**Task**
Lines with the word "copper": copy all of them from the entries below.

**Data for this exercise**
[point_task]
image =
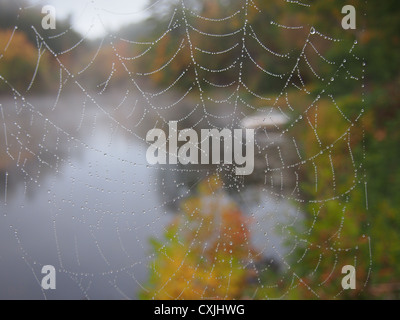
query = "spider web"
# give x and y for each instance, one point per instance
(77, 192)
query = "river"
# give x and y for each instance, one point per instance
(77, 193)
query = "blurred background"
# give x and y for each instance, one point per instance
(76, 191)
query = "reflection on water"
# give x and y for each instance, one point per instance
(77, 193)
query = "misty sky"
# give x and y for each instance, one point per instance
(94, 17)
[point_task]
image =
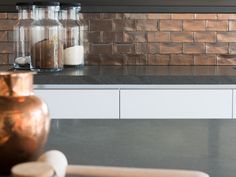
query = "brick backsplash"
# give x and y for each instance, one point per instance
(148, 38)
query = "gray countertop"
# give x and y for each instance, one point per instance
(139, 75)
(206, 145)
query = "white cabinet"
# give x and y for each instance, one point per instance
(177, 103)
(81, 103)
(234, 103)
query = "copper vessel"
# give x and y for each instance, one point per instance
(24, 120)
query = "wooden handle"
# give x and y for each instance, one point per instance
(100, 171)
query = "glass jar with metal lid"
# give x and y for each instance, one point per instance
(47, 37)
(21, 36)
(73, 34)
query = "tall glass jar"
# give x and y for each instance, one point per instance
(47, 37)
(22, 36)
(73, 34)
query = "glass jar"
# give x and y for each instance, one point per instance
(46, 37)
(73, 34)
(22, 36)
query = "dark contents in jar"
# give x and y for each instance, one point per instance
(47, 54)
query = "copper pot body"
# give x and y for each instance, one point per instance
(24, 121)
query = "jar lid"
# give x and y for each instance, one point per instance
(46, 3)
(24, 5)
(16, 83)
(64, 5)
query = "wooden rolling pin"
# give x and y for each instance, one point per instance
(58, 162)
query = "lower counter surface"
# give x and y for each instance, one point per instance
(205, 145)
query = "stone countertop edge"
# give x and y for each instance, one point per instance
(137, 75)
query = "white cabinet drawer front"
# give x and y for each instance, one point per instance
(81, 103)
(176, 104)
(234, 104)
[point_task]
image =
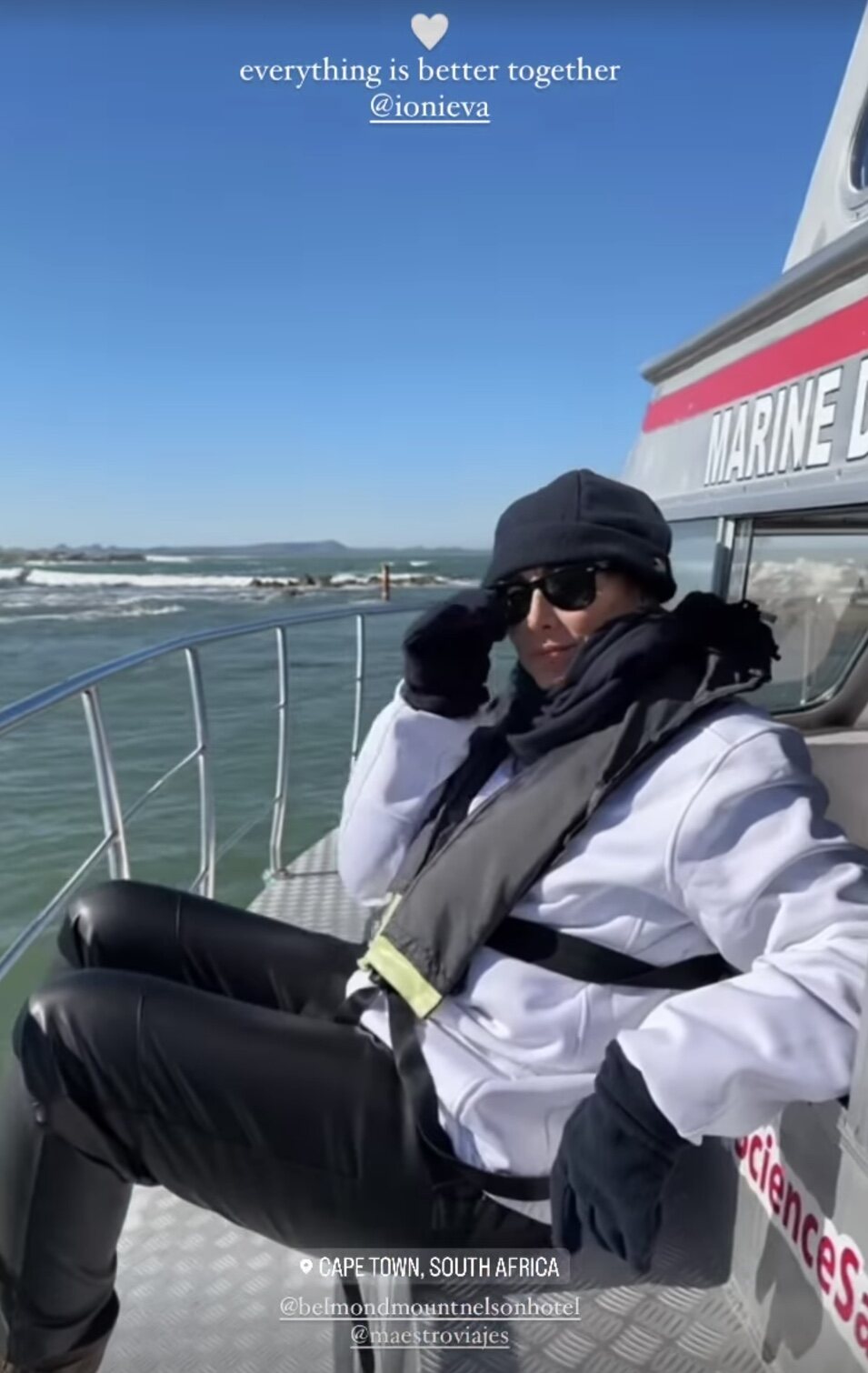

**Finished exercise**
query = "copper vessel"
query = "copper pot body"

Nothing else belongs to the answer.